**Your objective**
Search the records for lines with the word "thistle" and copy each match.

Stored dataset items
——————
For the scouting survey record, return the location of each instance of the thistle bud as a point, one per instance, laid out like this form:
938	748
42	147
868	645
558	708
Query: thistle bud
——————
**Reply**
For the scouting survey record, return the location of each instance of the thistle bud as a point, one per instance, laid out like this form:
Query: thistle bud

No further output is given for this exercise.